• _The tasks_:
• 1. Decide whether each statement agrees with the post about off-peak power, answering yes or no and quoting the exact words of the post that settle it: (a) Off-peak electricity costs 7c per kWh. (b) The device draws 50w only during the night. (c) The off-peak meter supplies electricity to the water heater.
• 2. Write a continuation of the post about off-peak power, starting after its last sentence.

• _Document passage_:
________________________
Not doubting you Ada just i would have thought it would be a factor a shopper might want to know.

anyway, yes now that i'm not on the phone, i can type betterer* and give you a bit more background on what i want to do


I'm investigating powering a device 24/7 using as little 'expensive' electricity as possible.

I have an 'off peak' meter which provides my water heater with electricity from 11pm to 7am at 7c per kWh
I normally pay 26c per kWh at all other times.

The device I'd like to power sucks 50w constantly (measured from the 240v plug)

What i would like to do is:

have a battery power the device
have a solar panel charge the battery (or maintain the charge and power the device if the battery is full)
have the off peak power charge the battery to full IF the battery does not have 12 hours of juice left.
________________________
• _Entries supplied_:
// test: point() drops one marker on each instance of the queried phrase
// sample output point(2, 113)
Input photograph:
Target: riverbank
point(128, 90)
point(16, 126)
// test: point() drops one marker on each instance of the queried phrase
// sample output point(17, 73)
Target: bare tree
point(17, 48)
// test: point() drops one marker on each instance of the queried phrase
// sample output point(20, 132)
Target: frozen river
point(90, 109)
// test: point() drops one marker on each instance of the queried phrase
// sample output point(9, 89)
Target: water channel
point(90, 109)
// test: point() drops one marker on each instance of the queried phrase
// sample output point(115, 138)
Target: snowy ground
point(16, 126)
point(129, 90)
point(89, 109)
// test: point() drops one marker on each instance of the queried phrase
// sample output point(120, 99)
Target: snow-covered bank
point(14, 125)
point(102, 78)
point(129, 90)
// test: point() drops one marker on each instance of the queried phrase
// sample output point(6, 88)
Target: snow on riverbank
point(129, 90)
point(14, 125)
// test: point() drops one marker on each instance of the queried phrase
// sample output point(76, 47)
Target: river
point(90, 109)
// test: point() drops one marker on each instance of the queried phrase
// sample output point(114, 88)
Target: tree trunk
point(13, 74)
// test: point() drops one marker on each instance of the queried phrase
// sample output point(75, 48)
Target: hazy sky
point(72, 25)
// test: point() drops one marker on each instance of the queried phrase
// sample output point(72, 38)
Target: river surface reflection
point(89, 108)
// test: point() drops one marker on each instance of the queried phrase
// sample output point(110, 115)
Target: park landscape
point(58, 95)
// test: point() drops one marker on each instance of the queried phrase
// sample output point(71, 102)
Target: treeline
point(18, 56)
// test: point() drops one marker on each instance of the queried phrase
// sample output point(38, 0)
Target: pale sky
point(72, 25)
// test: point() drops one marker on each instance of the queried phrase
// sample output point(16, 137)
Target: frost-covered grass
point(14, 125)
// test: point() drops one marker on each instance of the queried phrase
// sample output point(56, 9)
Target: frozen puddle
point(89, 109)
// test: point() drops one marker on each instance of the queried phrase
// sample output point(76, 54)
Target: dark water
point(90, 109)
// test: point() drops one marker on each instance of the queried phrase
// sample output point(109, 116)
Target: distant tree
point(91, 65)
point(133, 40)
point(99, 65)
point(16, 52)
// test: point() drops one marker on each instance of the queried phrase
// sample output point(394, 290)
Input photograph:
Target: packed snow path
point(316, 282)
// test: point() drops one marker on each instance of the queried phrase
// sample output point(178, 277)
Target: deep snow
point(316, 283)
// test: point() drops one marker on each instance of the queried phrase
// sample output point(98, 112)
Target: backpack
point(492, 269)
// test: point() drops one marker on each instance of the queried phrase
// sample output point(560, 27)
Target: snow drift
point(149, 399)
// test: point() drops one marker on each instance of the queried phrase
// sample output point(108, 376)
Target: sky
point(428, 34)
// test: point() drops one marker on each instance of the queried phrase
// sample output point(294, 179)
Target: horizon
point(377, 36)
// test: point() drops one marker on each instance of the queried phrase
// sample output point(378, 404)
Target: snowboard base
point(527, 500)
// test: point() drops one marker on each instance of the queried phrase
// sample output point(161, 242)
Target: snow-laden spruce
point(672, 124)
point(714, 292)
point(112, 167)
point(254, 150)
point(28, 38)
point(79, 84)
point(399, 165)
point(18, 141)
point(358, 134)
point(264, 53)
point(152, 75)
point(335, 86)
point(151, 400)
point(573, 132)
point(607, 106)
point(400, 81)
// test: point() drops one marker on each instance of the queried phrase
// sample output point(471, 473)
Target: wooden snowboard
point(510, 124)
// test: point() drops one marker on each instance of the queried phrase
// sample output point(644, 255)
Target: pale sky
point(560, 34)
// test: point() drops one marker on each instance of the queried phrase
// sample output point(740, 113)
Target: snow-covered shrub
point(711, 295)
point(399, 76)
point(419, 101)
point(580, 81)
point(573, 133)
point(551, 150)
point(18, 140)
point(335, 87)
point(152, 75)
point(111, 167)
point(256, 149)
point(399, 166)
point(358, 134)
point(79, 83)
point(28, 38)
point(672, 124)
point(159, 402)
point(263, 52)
________________________
• _Final results_:
• 1.
(a) Yes: "from 11pm to 7am at 7c per kWh"
(b) No: "sucks 50w constantly"
(c) Yes: "provides my water heater with electricity"

• 2.
the device is very stable in its use of 50w
the solar panel i'm looking to get is an ebay 120w folding solar panel caravan kit. It comes with a battery charging regulator but i'm unsure how well this would work if i'm constantly drawing 50w as its trying to charge.
It is important that the device remains powered, more important than having the battery charge by solar alone.

So:
is this doable with off the shelf stuff (or simple circuit building). Ie do i just go and buy a UPS unit
In your opinion am i better off simply buying a big battery and have it charge at night (forget about the solar since at 7c K/w it would be a long time to pay off the investment of the solar panel)

What size battery do i need? I'm struggling to understand 800w per hour at 240 from a 12v source

as i understand it, batteries are described as amps per hour. in that a 1ah battery will provide me with X voltage at 1 amp for 1 hour and then be empty. Or it can provide X voltage and 0.5 amp for 2 hours etc.

but i need 800w to provide enough juice to run 50w for 16 hours

I = p/v

so

I = 800/240

so 3.3Amps total
or i need a battery that is 3.3Ah
but wait, there's more. Lead acid/gel and the other one all don't like being drained past 50%, it will severely shorten their life.
So I need a 7AHh (rounding) battery?

but that is a 12v battery, not a 240v ac battery.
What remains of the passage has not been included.